Your instructions: Look below for the lines from the one with "Would you be so kind as to point out the round" to the one with "the green lawn", and copy exactly those lines, both ends included.

Records supplied:
____

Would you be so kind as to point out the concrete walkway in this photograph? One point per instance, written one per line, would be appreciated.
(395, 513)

____

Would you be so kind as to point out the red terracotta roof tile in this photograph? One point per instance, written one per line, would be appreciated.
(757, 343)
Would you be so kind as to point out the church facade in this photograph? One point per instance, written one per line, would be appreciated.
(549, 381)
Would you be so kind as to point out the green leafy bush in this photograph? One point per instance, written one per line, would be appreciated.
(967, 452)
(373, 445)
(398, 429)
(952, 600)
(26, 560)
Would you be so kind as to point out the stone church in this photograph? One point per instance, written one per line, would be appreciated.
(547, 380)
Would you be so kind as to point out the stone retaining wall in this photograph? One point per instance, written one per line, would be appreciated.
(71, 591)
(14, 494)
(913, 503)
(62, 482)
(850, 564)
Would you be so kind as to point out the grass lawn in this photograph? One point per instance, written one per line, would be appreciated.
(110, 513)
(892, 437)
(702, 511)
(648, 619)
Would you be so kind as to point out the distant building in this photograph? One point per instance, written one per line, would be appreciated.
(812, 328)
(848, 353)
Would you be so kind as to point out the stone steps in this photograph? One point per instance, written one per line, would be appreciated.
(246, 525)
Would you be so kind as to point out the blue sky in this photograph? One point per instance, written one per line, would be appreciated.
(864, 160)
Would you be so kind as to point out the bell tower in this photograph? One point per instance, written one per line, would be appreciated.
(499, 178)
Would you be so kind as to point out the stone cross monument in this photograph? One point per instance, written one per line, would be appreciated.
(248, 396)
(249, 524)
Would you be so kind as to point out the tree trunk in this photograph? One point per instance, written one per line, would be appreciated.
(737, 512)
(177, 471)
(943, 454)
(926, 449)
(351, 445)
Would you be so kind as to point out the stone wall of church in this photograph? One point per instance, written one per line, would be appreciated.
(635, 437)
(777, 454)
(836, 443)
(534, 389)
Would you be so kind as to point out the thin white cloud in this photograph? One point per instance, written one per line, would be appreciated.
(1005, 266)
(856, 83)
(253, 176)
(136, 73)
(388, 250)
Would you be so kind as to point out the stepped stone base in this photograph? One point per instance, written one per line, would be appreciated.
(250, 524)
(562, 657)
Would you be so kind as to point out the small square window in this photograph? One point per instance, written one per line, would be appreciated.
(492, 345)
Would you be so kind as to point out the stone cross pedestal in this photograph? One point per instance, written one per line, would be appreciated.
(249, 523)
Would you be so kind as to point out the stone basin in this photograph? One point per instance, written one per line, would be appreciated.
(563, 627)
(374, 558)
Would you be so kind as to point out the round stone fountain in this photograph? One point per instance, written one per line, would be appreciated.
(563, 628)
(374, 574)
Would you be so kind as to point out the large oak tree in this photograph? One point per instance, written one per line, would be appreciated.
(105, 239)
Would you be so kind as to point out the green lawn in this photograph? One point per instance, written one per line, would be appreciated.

____

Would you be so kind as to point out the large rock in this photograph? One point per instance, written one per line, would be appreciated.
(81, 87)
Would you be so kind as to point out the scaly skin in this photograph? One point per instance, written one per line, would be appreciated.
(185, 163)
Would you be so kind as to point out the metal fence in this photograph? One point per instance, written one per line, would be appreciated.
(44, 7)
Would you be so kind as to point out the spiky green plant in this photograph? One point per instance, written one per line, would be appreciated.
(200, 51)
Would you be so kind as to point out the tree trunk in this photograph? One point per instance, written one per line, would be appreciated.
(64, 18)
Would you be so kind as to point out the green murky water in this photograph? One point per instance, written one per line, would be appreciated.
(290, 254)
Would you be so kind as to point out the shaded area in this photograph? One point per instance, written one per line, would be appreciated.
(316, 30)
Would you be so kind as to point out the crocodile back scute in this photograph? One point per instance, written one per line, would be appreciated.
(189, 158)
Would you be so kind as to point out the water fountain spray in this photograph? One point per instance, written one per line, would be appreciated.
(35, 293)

____

Worked solution:
Would you be so kind as to point out the round stone fountain in this photograph? One point per instance, written one per line, would be appreciated.
(563, 628)
(374, 574)
Would you be so kind as to point out the large oak tree in this photograph? One point per instance, written one per line, would be appreciated.
(105, 239)
Would you be so kind as to point out the green lawn in this photograph? One point per instance, written one per line, would be appreciated.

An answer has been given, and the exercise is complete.